Rewrite everything below from the line containing "Is the stainless steel salt" down to the end of the entries, requests included, and nothing else. Multiply each bounding box coordinate in the answers by 1.1 and round it to a whole number, with halves rounded up.

============================================================

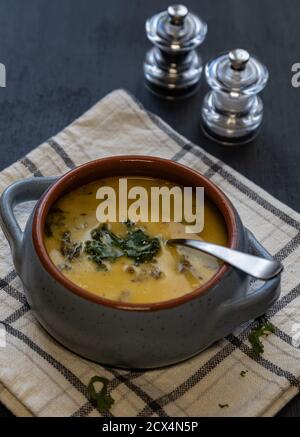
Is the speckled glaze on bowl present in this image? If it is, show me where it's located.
[0,156,280,368]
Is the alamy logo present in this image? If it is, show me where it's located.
[0,63,6,88]
[0,323,6,348]
[96,178,204,234]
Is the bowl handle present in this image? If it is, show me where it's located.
[220,230,281,324]
[0,177,57,271]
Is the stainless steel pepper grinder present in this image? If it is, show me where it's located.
[144,5,207,98]
[202,49,269,145]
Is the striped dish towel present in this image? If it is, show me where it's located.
[0,90,300,417]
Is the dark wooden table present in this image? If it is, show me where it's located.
[0,0,300,416]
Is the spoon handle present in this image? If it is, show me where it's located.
[167,238,283,281]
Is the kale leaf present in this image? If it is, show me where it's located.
[60,231,82,261]
[84,225,160,265]
[248,320,275,357]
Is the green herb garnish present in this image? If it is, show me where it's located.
[87,376,115,414]
[84,225,160,265]
[248,321,275,357]
[60,231,82,261]
[122,229,160,263]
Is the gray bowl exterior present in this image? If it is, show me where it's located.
[0,178,280,369]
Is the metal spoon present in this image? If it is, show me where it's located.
[167,238,283,281]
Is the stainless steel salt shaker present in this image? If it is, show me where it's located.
[202,49,269,145]
[144,5,207,98]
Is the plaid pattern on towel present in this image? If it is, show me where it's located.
[0,90,300,417]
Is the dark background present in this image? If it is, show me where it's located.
[0,0,300,416]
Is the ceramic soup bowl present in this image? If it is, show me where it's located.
[0,156,280,368]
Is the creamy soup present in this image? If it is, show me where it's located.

============================================================

**Full solution:**
Is the stainless steel salt shaker present in this image? If it is, show me where it's located.
[222,54,296,160]
[158,6,228,108]
Is the plaid pattern on towel present in this image? If it is, show me where it's located.
[0,99,330,459]
Is the dark background present in this image? If it is, show me where it's located.
[0,0,330,458]
Is the ceramic soup bowl present in this image? If it is, show me where it's located.
[0,172,308,405]
Is the creamy soup present in this image? If it is, show me where it's located.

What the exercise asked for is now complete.